▶ Information provided
-- Start --

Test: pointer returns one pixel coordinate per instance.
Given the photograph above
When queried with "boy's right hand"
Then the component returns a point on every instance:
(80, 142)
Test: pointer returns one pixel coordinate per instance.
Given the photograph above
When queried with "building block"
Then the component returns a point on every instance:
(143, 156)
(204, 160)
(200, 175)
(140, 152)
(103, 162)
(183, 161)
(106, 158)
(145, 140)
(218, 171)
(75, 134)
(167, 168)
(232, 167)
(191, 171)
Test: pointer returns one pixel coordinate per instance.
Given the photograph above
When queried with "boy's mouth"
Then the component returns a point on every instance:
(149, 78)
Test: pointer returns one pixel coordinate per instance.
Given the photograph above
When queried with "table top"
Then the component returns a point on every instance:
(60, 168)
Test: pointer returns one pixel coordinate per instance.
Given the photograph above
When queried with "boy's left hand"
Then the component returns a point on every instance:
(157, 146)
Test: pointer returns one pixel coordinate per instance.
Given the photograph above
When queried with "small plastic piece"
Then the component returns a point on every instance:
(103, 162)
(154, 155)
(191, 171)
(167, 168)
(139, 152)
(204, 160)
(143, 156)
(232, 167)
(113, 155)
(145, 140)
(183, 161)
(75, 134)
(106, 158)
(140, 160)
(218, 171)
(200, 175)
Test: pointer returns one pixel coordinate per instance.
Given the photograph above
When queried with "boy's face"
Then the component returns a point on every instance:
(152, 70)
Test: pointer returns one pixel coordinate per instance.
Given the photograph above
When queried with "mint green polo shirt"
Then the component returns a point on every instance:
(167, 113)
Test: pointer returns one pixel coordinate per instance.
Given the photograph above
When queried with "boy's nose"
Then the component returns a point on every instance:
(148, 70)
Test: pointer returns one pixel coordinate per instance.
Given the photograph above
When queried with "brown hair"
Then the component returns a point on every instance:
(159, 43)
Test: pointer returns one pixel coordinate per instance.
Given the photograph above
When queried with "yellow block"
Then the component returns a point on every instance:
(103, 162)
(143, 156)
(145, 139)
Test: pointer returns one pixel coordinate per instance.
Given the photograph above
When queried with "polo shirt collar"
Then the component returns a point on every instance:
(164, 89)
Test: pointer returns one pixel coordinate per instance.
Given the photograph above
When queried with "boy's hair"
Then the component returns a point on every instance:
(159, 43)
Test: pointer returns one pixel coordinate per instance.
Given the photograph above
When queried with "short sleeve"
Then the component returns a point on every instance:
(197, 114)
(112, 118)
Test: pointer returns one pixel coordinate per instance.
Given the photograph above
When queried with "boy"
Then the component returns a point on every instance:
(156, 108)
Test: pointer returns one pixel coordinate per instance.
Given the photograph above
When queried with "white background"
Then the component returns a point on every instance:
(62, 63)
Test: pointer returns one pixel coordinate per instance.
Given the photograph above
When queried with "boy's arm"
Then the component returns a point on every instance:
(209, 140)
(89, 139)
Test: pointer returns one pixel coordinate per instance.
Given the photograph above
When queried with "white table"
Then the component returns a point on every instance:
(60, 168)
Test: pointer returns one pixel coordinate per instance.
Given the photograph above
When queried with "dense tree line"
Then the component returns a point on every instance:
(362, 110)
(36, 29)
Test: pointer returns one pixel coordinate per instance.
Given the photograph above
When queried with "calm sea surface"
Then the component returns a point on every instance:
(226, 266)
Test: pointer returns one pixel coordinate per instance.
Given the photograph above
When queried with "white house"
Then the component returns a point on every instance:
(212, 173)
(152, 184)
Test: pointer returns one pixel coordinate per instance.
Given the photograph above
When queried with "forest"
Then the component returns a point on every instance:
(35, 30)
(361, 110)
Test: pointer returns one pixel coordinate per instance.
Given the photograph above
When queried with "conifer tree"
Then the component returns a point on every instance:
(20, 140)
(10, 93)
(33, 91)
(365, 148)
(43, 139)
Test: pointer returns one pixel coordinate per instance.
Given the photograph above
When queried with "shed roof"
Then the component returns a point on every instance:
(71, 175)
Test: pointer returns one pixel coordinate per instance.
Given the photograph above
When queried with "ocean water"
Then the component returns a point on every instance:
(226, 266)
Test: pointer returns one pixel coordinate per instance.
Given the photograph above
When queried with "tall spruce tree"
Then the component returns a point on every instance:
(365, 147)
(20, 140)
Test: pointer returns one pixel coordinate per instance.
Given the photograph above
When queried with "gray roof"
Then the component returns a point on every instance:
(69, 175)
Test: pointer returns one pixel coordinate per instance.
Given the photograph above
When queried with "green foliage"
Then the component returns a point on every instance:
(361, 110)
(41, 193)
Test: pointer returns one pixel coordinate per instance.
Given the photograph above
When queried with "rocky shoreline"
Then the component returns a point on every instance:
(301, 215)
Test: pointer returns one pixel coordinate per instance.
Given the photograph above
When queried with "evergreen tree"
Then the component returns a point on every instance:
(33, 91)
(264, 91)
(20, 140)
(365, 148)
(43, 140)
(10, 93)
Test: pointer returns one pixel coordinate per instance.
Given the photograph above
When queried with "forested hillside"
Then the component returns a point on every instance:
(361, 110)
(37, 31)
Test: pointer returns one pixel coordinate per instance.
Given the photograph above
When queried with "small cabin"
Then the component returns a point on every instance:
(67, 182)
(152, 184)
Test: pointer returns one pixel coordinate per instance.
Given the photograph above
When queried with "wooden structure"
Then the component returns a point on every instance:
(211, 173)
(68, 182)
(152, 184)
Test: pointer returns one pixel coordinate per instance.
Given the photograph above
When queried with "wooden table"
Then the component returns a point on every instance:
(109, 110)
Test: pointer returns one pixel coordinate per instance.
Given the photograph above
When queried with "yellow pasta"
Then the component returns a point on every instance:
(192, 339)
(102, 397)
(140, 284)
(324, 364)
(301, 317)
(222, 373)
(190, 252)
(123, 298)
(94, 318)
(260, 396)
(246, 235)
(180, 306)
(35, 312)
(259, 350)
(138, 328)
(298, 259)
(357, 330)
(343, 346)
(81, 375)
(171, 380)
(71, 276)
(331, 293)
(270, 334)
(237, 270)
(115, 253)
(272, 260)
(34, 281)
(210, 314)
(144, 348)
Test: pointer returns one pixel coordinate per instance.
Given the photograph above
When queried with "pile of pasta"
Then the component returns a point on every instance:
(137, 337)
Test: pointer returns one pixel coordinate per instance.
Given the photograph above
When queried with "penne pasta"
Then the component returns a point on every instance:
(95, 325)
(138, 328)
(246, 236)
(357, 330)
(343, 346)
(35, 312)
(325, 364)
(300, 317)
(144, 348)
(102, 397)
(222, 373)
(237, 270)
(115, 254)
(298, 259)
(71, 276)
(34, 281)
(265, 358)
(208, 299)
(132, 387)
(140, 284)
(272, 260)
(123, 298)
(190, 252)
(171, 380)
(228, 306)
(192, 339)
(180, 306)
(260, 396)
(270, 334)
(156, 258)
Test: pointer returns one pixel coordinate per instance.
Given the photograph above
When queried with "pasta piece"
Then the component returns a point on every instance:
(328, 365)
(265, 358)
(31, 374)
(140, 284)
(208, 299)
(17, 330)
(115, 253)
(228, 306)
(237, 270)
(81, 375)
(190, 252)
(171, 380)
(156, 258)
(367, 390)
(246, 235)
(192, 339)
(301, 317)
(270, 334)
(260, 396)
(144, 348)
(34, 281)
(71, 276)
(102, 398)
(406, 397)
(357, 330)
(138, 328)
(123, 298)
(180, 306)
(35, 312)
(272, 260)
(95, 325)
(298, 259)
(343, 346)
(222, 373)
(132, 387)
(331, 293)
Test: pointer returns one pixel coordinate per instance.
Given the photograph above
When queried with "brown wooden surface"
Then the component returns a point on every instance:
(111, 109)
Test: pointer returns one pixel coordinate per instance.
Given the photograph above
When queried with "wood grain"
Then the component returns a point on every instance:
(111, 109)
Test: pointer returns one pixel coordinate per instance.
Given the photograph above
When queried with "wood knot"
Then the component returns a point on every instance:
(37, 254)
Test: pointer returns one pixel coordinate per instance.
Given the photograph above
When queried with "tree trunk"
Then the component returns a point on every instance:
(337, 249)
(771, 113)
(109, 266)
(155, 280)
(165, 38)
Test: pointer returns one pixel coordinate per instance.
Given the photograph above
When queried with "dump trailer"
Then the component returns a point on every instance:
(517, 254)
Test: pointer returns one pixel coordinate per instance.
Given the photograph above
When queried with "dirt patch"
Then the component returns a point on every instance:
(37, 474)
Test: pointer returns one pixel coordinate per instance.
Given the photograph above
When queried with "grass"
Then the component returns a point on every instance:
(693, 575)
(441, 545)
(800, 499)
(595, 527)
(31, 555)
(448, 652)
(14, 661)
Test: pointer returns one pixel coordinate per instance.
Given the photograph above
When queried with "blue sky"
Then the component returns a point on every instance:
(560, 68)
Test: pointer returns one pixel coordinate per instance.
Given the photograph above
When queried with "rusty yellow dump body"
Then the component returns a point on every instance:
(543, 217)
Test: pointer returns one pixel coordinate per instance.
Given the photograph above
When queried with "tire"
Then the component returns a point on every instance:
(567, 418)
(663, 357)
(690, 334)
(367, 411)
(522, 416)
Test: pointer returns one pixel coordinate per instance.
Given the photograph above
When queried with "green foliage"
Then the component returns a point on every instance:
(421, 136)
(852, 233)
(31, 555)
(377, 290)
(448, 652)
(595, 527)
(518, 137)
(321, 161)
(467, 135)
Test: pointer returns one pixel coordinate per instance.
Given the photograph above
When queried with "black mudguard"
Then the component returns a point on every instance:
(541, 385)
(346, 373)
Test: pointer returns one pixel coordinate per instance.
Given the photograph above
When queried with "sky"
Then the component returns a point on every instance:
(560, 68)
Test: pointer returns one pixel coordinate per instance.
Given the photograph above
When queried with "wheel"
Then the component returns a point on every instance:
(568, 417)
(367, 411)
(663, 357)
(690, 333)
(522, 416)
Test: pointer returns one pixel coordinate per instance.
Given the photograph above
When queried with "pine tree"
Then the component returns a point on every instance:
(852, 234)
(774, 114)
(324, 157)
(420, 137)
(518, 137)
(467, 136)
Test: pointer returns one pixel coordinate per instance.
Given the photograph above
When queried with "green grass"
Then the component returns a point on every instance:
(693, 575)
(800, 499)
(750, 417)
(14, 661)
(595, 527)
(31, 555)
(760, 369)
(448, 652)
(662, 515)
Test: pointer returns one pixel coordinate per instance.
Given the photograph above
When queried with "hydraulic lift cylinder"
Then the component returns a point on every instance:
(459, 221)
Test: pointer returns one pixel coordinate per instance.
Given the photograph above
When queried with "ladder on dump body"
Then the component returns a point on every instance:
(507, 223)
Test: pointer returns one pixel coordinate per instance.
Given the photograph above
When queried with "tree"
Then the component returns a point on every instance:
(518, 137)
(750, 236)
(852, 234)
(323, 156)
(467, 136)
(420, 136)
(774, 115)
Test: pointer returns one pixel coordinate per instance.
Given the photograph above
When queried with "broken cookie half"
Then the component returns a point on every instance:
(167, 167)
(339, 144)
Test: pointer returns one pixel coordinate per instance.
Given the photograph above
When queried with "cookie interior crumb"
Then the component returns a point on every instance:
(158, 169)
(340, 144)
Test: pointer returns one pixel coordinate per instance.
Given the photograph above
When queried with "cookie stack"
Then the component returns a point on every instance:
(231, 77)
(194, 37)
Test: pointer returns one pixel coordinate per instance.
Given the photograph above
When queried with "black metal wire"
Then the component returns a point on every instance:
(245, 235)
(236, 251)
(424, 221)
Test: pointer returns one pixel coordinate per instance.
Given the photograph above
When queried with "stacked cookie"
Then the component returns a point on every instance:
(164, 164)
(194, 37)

-- End --

▶ Required task
State how many lines in the items above contain the word "black", giving only the number.

▶ Task output
2